### What is expected
Search each line below for the word "trash" and list those that contain it.

—————

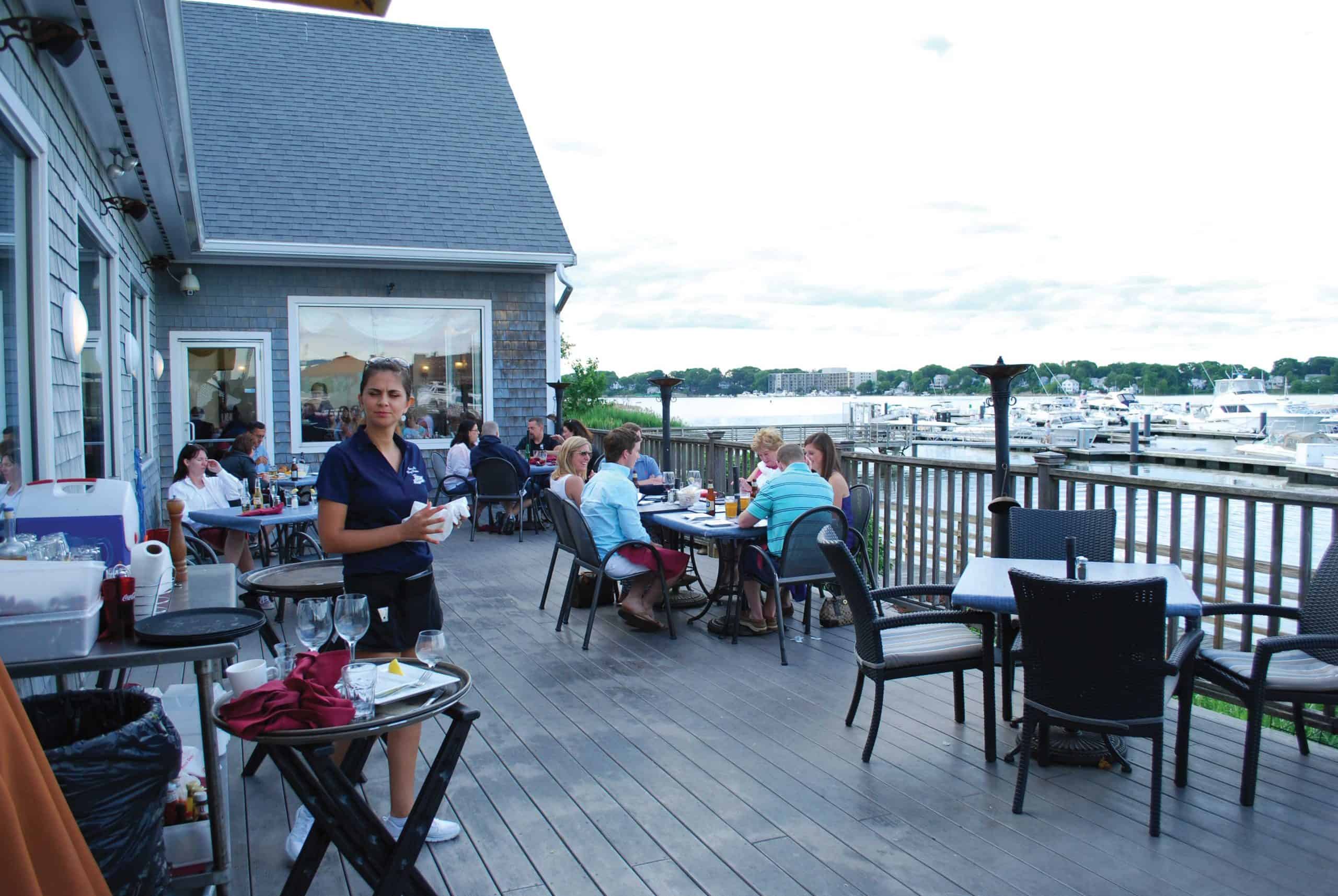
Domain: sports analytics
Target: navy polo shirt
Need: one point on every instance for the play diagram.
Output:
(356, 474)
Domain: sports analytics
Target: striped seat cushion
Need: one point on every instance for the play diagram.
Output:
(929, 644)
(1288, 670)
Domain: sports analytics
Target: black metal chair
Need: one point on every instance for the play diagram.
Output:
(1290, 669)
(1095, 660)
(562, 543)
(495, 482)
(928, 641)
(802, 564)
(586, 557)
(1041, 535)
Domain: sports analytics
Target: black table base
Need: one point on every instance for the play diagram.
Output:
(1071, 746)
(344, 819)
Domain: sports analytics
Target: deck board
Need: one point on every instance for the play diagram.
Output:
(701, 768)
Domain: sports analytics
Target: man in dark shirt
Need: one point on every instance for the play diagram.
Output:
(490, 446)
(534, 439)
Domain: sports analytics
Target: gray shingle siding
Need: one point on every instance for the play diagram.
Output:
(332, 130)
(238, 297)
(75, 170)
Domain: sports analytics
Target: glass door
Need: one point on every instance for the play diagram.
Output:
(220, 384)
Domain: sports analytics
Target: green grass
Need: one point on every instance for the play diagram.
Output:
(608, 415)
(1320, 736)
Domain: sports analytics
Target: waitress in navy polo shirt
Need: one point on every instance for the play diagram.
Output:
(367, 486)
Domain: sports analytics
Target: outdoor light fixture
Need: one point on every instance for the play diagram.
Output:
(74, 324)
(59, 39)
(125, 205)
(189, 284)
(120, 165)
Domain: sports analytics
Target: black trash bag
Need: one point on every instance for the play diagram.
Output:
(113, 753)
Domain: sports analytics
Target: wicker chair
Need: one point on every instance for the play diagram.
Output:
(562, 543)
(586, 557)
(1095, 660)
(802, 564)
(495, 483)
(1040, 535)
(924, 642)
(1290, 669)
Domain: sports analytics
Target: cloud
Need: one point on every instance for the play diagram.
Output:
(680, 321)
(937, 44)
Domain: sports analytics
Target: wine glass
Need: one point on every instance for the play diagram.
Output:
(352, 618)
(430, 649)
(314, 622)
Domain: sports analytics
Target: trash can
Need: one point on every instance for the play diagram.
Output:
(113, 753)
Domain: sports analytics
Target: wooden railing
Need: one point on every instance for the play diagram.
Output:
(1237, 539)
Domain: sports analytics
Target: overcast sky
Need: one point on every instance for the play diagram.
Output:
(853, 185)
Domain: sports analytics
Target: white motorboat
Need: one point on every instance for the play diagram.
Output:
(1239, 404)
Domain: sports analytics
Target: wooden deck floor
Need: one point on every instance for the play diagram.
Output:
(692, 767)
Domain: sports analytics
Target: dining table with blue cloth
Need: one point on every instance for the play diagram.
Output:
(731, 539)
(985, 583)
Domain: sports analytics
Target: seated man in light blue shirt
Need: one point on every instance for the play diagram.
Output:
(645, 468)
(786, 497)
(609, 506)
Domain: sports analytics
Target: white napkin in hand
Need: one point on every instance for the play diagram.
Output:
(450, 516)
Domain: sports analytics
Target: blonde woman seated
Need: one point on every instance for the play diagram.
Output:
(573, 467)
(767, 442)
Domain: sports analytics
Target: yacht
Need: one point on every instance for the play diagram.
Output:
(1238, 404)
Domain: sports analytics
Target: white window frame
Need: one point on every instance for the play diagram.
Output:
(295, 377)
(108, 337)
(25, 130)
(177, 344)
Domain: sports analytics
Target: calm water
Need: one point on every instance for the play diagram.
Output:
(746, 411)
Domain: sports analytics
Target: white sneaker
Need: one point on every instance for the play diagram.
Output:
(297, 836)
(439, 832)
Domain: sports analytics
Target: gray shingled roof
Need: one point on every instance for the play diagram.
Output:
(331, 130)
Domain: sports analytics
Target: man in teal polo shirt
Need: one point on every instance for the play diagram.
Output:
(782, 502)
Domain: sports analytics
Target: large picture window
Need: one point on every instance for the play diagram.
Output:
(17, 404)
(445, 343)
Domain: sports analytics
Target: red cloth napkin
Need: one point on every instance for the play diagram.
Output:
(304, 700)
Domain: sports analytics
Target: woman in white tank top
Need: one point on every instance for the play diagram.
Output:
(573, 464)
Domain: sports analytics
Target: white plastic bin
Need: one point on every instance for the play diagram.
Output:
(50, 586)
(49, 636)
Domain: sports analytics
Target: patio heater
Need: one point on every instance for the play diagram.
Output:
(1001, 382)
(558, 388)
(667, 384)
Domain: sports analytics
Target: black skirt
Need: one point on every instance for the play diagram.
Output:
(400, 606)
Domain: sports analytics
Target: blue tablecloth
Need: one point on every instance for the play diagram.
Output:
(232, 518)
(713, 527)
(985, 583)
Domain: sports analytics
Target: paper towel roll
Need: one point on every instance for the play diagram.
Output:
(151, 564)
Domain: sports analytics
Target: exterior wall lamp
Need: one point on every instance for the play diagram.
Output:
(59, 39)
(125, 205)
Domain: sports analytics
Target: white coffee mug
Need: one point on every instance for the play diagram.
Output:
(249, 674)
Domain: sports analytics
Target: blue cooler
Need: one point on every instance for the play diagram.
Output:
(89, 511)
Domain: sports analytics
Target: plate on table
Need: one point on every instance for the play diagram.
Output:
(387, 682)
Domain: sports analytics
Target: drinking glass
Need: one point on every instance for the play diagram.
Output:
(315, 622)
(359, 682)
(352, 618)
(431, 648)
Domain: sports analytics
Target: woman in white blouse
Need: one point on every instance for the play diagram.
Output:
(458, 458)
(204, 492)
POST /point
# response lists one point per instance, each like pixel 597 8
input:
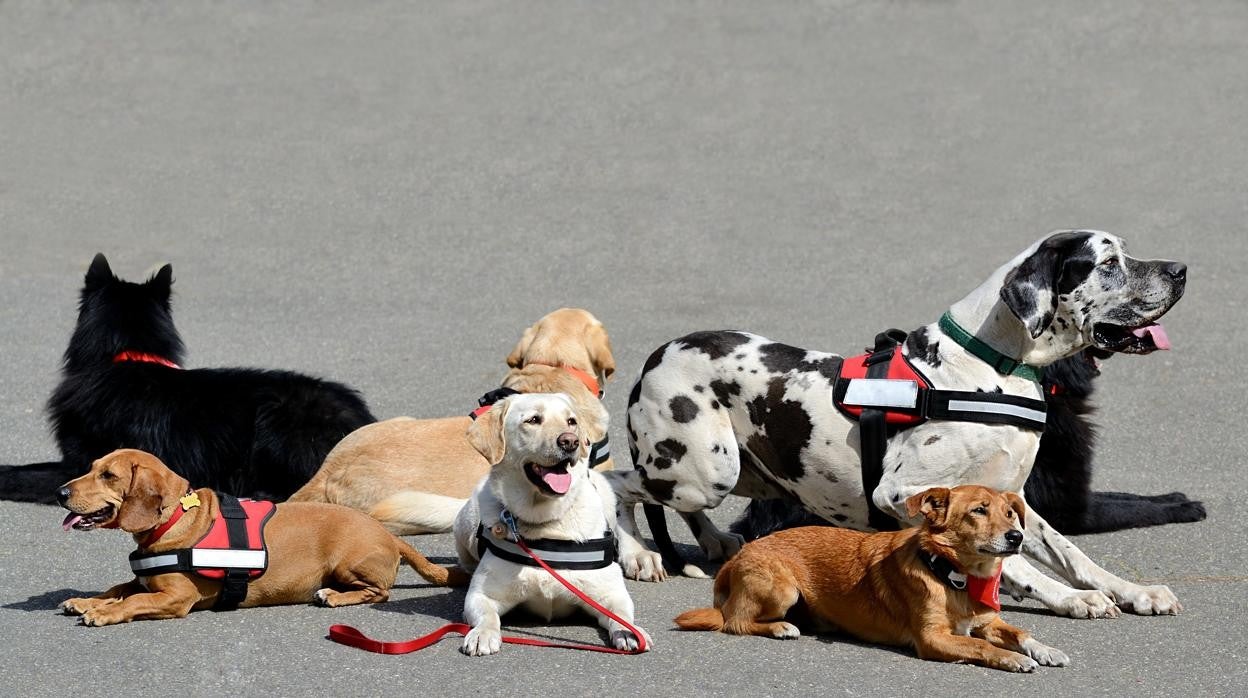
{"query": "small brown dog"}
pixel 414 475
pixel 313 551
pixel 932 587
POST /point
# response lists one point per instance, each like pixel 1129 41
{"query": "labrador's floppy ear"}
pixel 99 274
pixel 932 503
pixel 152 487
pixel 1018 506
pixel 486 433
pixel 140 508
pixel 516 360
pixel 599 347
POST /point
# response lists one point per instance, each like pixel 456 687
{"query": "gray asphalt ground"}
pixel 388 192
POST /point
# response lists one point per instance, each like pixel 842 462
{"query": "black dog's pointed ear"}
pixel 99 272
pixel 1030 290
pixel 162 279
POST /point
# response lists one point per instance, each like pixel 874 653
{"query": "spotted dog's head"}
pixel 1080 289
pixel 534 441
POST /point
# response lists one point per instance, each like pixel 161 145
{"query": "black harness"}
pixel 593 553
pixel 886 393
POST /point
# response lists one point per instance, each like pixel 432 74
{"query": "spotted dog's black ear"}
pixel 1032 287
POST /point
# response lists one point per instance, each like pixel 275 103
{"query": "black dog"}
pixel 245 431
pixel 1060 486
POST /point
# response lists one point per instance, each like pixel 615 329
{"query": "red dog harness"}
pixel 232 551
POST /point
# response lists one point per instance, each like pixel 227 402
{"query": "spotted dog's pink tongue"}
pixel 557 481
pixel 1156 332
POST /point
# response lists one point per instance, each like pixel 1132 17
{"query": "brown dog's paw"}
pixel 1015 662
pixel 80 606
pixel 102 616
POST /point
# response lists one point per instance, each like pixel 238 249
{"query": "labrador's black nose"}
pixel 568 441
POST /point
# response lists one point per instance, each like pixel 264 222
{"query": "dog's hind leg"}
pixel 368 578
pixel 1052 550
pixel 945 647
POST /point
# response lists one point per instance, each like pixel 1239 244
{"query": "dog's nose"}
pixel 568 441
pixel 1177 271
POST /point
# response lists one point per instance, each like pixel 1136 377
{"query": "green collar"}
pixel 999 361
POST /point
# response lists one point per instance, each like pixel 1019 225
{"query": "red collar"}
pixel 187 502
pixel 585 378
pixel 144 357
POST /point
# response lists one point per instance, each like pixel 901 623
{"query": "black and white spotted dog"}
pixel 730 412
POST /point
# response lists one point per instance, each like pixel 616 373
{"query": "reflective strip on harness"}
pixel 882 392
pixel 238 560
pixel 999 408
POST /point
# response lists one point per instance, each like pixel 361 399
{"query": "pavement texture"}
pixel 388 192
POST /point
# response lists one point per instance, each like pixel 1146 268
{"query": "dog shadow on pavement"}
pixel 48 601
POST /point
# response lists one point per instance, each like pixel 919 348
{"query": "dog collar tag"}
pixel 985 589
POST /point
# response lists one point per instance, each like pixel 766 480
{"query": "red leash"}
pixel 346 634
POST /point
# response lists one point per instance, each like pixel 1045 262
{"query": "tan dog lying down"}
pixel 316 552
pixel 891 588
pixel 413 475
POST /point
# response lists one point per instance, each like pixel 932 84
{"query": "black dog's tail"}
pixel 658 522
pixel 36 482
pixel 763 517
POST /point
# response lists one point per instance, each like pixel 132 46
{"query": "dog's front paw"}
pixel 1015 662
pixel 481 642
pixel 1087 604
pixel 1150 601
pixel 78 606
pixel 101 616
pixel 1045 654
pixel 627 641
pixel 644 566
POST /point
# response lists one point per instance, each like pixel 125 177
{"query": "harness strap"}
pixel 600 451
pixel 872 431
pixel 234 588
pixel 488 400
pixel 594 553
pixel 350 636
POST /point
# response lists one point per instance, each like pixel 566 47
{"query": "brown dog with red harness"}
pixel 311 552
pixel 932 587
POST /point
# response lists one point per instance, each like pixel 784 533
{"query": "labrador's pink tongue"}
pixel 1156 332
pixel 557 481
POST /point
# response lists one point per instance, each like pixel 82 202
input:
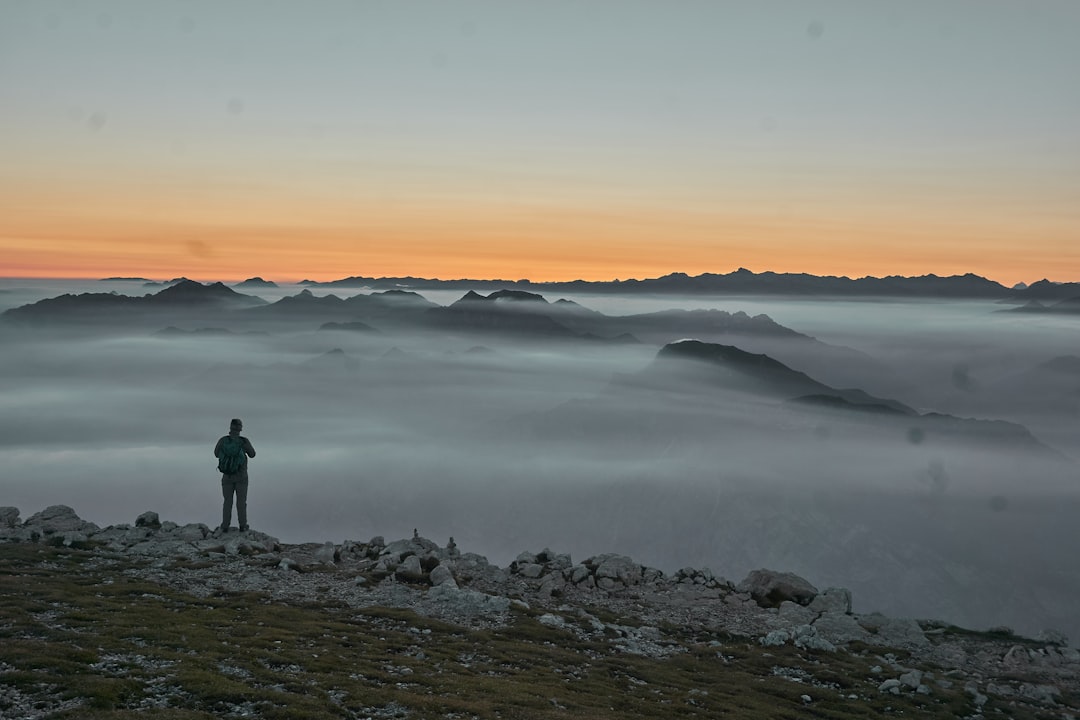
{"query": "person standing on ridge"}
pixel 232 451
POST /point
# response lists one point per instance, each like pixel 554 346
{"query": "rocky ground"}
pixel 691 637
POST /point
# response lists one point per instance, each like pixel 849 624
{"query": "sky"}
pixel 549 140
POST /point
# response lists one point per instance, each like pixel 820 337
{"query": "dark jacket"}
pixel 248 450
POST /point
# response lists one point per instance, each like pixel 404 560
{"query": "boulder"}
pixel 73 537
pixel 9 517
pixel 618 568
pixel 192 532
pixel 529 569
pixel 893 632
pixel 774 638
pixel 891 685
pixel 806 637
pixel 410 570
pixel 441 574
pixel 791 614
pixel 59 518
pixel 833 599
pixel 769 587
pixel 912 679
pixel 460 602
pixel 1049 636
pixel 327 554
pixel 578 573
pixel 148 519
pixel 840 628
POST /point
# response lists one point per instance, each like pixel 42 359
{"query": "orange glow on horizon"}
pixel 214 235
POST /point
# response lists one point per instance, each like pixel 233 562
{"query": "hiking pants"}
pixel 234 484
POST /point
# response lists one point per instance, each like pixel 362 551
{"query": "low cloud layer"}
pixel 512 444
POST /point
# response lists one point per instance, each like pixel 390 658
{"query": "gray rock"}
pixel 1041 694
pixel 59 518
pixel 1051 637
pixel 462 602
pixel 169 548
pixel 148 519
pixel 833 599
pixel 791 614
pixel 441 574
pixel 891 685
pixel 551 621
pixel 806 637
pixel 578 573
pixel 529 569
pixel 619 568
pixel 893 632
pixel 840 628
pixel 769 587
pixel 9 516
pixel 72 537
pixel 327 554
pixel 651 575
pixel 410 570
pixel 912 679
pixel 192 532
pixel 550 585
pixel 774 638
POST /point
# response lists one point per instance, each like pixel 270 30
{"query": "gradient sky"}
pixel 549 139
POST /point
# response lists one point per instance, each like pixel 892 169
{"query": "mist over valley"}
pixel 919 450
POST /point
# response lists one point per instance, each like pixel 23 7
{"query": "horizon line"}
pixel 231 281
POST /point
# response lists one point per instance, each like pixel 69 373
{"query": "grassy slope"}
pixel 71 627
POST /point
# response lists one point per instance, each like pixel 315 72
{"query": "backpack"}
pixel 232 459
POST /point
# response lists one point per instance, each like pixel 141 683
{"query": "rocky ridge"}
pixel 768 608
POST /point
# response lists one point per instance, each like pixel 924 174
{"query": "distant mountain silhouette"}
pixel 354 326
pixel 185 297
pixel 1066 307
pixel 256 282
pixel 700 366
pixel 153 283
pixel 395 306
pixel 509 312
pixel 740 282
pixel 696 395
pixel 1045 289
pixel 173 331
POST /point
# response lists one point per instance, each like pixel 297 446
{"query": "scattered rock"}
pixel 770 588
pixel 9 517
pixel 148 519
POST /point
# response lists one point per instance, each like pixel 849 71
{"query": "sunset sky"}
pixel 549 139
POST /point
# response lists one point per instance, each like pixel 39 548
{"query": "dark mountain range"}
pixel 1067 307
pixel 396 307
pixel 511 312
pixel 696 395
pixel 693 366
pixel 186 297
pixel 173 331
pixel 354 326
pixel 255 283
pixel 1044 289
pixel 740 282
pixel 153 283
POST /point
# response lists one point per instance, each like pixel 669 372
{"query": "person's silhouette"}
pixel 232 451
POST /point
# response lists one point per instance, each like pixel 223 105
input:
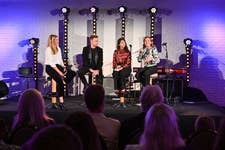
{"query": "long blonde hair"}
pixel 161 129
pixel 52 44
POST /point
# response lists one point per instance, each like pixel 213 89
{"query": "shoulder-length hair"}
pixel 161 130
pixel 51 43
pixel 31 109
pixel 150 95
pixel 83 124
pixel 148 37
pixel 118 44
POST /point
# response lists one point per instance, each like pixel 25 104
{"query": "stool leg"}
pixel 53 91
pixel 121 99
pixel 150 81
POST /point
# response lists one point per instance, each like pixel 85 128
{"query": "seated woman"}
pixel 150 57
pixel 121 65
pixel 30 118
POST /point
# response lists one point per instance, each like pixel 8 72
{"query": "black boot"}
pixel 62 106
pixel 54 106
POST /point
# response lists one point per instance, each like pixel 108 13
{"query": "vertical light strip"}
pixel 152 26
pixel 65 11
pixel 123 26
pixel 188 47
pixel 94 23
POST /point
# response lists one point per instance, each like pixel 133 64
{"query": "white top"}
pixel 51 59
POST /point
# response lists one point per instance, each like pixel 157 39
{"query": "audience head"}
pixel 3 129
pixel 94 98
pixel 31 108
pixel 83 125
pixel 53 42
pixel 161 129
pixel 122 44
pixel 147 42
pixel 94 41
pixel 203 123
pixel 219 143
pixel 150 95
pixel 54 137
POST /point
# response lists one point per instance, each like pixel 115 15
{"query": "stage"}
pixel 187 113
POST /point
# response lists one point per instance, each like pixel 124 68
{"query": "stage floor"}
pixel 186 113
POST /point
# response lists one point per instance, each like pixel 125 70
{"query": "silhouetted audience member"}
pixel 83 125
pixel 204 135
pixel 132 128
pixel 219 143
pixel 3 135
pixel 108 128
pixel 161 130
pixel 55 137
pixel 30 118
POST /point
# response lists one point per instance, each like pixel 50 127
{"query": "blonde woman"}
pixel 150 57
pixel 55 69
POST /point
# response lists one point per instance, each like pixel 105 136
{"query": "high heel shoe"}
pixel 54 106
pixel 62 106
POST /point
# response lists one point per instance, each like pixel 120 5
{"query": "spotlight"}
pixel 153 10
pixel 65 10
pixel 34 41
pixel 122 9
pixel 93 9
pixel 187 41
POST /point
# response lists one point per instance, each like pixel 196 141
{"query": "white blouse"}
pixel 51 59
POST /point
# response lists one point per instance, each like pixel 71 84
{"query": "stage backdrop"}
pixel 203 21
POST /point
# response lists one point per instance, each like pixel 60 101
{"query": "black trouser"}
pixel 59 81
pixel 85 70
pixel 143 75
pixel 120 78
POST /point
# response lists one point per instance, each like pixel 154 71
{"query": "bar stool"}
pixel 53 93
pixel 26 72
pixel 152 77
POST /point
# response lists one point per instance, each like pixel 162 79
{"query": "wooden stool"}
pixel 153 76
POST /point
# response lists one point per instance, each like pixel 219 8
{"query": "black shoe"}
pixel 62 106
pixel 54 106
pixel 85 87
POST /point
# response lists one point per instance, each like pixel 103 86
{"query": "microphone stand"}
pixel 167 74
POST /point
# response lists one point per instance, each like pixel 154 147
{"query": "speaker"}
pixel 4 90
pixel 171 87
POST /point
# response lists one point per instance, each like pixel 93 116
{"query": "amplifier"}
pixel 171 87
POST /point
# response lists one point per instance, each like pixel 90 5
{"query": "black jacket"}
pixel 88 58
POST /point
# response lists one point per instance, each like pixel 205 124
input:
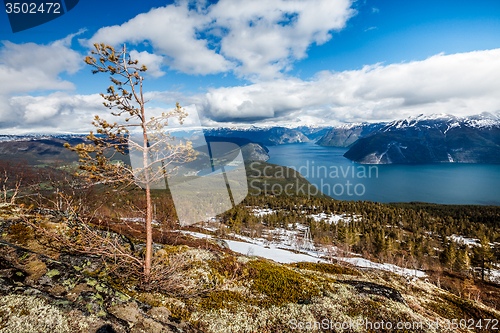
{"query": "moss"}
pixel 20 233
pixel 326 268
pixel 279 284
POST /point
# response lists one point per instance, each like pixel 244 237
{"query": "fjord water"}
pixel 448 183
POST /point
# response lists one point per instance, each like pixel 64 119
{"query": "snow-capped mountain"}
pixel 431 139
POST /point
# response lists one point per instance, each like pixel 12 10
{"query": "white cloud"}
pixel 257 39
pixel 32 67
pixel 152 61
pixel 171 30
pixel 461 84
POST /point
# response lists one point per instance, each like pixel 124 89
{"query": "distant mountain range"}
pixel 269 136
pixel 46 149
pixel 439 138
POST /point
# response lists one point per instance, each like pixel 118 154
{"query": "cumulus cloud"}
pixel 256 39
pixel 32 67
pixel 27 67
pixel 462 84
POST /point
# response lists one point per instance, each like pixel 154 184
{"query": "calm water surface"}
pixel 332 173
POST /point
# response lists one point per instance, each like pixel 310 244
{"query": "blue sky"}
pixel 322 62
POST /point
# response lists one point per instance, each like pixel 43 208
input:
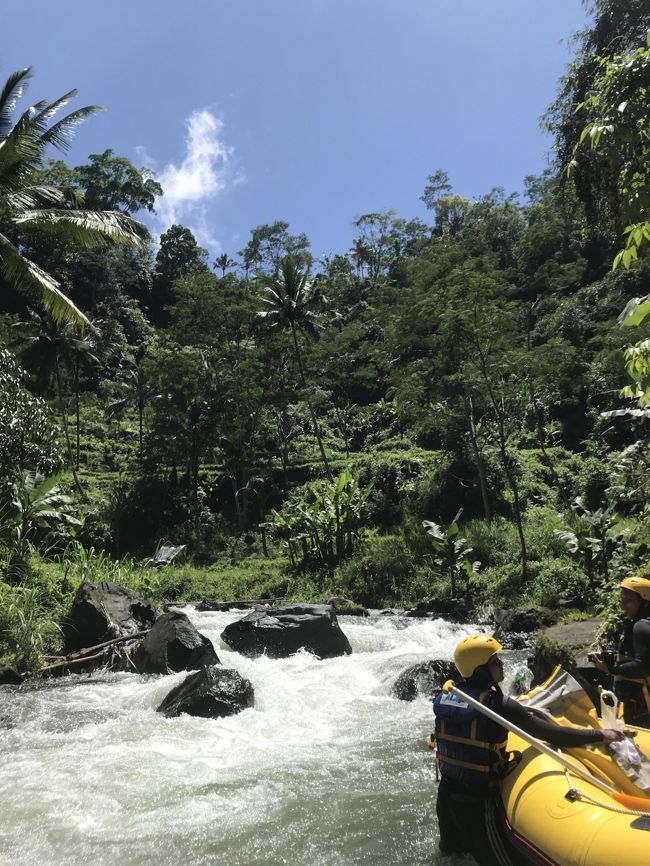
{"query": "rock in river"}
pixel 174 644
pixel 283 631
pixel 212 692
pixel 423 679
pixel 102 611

—————

### Exercise solution
Target: black trash bag
Target: trash can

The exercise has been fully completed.